-- Begin --
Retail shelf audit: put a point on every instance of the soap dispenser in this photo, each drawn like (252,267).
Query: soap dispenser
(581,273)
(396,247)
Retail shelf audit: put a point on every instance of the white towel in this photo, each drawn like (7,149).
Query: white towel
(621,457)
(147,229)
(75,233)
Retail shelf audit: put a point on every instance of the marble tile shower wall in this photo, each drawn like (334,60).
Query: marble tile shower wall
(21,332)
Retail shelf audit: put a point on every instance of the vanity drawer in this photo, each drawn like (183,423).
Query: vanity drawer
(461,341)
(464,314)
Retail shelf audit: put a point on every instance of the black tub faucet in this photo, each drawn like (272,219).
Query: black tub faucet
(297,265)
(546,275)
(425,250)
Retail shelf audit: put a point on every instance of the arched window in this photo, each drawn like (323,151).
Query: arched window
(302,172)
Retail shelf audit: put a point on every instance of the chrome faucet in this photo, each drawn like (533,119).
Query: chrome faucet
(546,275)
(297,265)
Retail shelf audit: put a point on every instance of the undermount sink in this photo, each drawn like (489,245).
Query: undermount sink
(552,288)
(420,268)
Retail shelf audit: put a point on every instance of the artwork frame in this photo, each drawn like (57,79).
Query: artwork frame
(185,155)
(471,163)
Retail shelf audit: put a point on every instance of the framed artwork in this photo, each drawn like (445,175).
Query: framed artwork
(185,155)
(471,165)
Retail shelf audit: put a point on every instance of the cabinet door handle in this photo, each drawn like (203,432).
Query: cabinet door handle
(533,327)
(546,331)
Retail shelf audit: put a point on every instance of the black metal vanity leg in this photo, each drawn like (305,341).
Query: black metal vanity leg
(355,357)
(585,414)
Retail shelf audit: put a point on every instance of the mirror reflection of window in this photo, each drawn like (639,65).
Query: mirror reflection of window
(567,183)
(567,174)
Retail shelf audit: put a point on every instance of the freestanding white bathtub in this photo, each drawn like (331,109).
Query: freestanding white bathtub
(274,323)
-- End --
◆ **Problem description**
Render every line of the listing above as a Markdown table with the columns "Number" and "Entry," numbering the rows in order and leaving out blank lines.

◆ **Complete response**
| Number | Entry |
|---|---|
| 1 | Retail shelf audit: put a point on every instance of the soap dispenser in this photo, each drawn like (252,267). |
| 2 | Query: soap dispenser |
| 3 | (581,273) |
| 4 | (396,247) |
| 5 | Retail shelf audit: put a point on every instance of the white towel in this photo, each drawn like (7,149). |
| 6 | Query: white towel |
| 7 | (621,457) |
| 8 | (147,229) |
| 9 | (75,233) |
| 10 | Retail shelf audit: put a point on every instance of the marble tile shower wall in this photo, each drawn like (334,60). |
| 11 | Query: marble tile shower wall |
| 12 | (21,332) |
| 13 | Retail shelf audit: put a point on every instance of the vanity drawer in this photo, each drawn like (183,423). |
| 14 | Query: vanity drawer |
| 15 | (461,341) |
| 16 | (464,314) |
| 17 | Retail shelf audit: put a point on every instance of the black tub faucet in this photo, each drawn like (272,219). |
| 18 | Query: black tub faucet |
| 19 | (297,265) |
| 20 | (546,275) |
| 21 | (425,250) |
| 22 | Retail shelf audit: put a point on every instance of the arched window in this photo, each drawn like (323,151). |
| 23 | Query: arched window |
| 24 | (302,172) |
| 25 | Retail shelf audit: put a point on every instance of the chrome faucet in this photo, each drawn like (533,119). |
| 26 | Query: chrome faucet |
| 27 | (546,275) |
| 28 | (297,265) |
| 29 | Retail shelf audit: put a point on every instance of the undermount sink in this photo, each drawn like (489,245). |
| 30 | Query: undermount sink |
| 31 | (552,288) |
| 32 | (420,268) |
| 33 | Retail shelf audit: put a point on every instance of the artwork frame in this photo, each drawn like (57,79). |
| 34 | Query: artwork frame |
| 35 | (185,155) |
| 36 | (471,163) |
| 37 | Retail shelf audit: put a point on every instance of the framed artwork in this photo, each drawn like (445,175). |
| 38 | Query: framed artwork |
| 39 | (185,155) |
| 40 | (471,165) |
| 41 | Retail shelf audit: put a point on every instance of the cabinet door handle in this photo, each drawn like (203,432). |
| 42 | Query: cabinet door handle |
| 43 | (533,327) |
| 44 | (546,331) |
| 45 | Retail shelf audit: put a point on every instance of the black metal vanity leg in this photo, each drawn like (305,341). |
| 46 | Query: black metal vanity leg |
| 47 | (355,357) |
| 48 | (585,414) |
| 49 | Retail shelf audit: put a point on every instance of the mirror reflection of window in this photo, each drawn like (639,65). |
| 50 | Query: mirror reflection of window |
| 51 | (567,183) |
| 52 | (567,174) |
| 53 | Retail shelf audit: put a point on every instance of the freestanding white bathtub in this photo, each drawn like (331,109). |
| 54 | Query: freestanding white bathtub |
| 55 | (274,323) |